[Stored data entries]
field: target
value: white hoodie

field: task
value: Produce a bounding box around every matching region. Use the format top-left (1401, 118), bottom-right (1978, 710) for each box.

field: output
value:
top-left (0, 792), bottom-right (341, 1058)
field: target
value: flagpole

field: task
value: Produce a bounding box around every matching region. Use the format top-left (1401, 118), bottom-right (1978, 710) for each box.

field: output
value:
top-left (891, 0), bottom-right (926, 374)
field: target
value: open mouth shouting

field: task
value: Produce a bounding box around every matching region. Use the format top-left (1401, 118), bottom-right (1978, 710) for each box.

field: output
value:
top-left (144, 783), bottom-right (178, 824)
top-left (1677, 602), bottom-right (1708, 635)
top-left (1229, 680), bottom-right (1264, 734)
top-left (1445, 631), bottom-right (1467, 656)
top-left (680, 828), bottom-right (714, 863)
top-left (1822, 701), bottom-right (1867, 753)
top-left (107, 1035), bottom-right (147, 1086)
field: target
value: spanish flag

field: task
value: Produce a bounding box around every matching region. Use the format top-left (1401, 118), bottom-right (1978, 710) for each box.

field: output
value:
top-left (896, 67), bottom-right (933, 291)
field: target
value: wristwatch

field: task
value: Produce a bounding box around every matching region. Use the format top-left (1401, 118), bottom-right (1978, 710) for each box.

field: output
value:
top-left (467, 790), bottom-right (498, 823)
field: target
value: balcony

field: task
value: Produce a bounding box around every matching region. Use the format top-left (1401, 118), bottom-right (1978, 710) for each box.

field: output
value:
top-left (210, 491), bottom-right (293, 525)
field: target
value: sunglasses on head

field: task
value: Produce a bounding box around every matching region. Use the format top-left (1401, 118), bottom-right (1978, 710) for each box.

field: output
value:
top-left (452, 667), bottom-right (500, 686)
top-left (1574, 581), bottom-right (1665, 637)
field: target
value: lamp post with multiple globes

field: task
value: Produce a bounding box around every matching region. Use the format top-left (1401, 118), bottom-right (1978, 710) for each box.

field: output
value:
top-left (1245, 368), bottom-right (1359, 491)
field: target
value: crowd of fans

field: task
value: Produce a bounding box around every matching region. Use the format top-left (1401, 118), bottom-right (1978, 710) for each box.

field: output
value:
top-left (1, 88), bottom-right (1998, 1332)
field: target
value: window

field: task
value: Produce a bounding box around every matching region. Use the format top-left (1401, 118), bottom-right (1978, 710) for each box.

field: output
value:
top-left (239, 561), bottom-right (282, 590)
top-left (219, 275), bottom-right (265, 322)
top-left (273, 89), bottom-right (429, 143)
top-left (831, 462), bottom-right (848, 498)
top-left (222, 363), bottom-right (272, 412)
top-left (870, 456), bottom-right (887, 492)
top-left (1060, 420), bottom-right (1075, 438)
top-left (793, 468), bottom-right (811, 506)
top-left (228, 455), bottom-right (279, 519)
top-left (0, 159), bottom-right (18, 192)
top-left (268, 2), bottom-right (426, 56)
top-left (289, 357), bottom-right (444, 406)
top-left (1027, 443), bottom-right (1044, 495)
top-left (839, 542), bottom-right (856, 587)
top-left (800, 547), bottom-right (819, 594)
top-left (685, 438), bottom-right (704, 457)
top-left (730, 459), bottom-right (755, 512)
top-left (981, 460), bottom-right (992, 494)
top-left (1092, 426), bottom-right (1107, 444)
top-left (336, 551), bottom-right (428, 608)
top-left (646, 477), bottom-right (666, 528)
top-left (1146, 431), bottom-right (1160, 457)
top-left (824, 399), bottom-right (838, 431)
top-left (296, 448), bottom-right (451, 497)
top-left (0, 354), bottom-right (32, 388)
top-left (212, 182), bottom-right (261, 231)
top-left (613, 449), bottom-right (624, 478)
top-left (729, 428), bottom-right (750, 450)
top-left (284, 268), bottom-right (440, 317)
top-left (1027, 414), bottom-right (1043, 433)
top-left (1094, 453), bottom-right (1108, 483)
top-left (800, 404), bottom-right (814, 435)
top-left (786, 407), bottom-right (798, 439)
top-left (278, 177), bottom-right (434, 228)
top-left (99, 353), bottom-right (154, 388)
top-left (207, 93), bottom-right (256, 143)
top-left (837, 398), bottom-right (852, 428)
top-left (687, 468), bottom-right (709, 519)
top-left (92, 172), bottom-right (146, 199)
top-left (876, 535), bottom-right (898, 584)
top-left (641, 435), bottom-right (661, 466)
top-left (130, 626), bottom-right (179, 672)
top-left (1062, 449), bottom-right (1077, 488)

-- Your objective --
Give all the entries again exactly; leave none out.

-- Task output --
field: target
value: white hoodie

field: task
value: Produce a bounding box around every matching region. Use the format top-left (1401, 118), bottom-right (1978, 710) for each box.

field: output
value:
top-left (0, 792), bottom-right (341, 1058)
field: target
value: flagpole

field: task
value: Produce a bounding box around every matching region. Use the format top-left (1401, 118), bottom-right (1978, 710) for each box.

field: output
value:
top-left (891, 0), bottom-right (926, 374)
field: target
value: open mouth shouting

field: task
value: Produce a bounding box around every matching region. Use the format top-left (1401, 118), bottom-right (1978, 710) for each box.

field: output
value:
top-left (144, 783), bottom-right (178, 824)
top-left (1677, 602), bottom-right (1708, 635)
top-left (1229, 680), bottom-right (1264, 734)
top-left (1445, 631), bottom-right (1467, 656)
top-left (680, 828), bottom-right (714, 863)
top-left (1822, 701), bottom-right (1867, 753)
top-left (107, 1035), bottom-right (147, 1086)
field: target
value: spanish flag

field: task
value: Produce a bounding box around every matching region. Use the format top-left (1401, 118), bottom-right (1978, 710) for each box.

field: output
value:
top-left (896, 67), bottom-right (933, 291)
field: target
value: wristwatch

field: task
value: Produce a bounding box around every matching region. Use the format top-left (1401, 118), bottom-right (1978, 710) for each box.

field: output
value:
top-left (467, 790), bottom-right (498, 823)
field: target
value: balcony

field: task
value: Produce a bounding box around every matching region. Use the format top-left (1401, 118), bottom-right (1978, 710) for each box.

field: output
value:
top-left (210, 491), bottom-right (293, 525)
field: target
value: sunglasses on head

field: task
value: Produce a bounding box around every matching region. Use the format top-left (1401, 118), bottom-right (1978, 710) for each box.

field: output
value:
top-left (452, 667), bottom-right (500, 686)
top-left (1574, 581), bottom-right (1665, 637)
field: target
value: lamp post with multiple globes

field: task
value: Produce a bounding box around every matching region. Use the format top-left (1401, 118), bottom-right (1978, 710) for each box.

field: output
value:
top-left (1245, 368), bottom-right (1359, 491)
field: target
value: crowd of fans

field: task
value: Produce a bounding box around every matching region. Use the format top-left (1401, 118), bottom-right (1978, 710) for each box.

field: output
value:
top-left (1, 88), bottom-right (1998, 1332)
field: target
value: window

field: task
value: Produce a bounding box around every matching region. Use the format top-left (1401, 118), bottom-right (1978, 710) for each box.

field: output
value:
top-left (239, 561), bottom-right (282, 590)
top-left (219, 275), bottom-right (265, 322)
top-left (273, 89), bottom-right (429, 143)
top-left (831, 462), bottom-right (848, 498)
top-left (222, 363), bottom-right (272, 412)
top-left (870, 456), bottom-right (887, 492)
top-left (1060, 420), bottom-right (1075, 438)
top-left (793, 468), bottom-right (811, 506)
top-left (228, 455), bottom-right (279, 519)
top-left (0, 159), bottom-right (18, 192)
top-left (268, 2), bottom-right (426, 56)
top-left (289, 357), bottom-right (444, 406)
top-left (1027, 443), bottom-right (1044, 495)
top-left (839, 542), bottom-right (856, 587)
top-left (800, 547), bottom-right (819, 594)
top-left (685, 438), bottom-right (704, 457)
top-left (730, 459), bottom-right (755, 512)
top-left (981, 460), bottom-right (992, 494)
top-left (1092, 426), bottom-right (1107, 444)
top-left (336, 551), bottom-right (428, 608)
top-left (646, 477), bottom-right (666, 528)
top-left (1146, 431), bottom-right (1160, 457)
top-left (824, 399), bottom-right (838, 431)
top-left (296, 448), bottom-right (451, 497)
top-left (0, 354), bottom-right (32, 388)
top-left (212, 182), bottom-right (261, 231)
top-left (613, 449), bottom-right (624, 478)
top-left (729, 428), bottom-right (750, 450)
top-left (284, 268), bottom-right (440, 317)
top-left (1027, 414), bottom-right (1043, 433)
top-left (1094, 453), bottom-right (1108, 483)
top-left (800, 404), bottom-right (814, 435)
top-left (786, 407), bottom-right (798, 439)
top-left (278, 177), bottom-right (434, 228)
top-left (99, 353), bottom-right (154, 388)
top-left (207, 93), bottom-right (256, 143)
top-left (837, 398), bottom-right (852, 428)
top-left (687, 468), bottom-right (709, 519)
top-left (92, 172), bottom-right (146, 199)
top-left (876, 535), bottom-right (898, 584)
top-left (641, 435), bottom-right (661, 466)
top-left (130, 626), bottom-right (179, 672)
top-left (1062, 449), bottom-right (1077, 488)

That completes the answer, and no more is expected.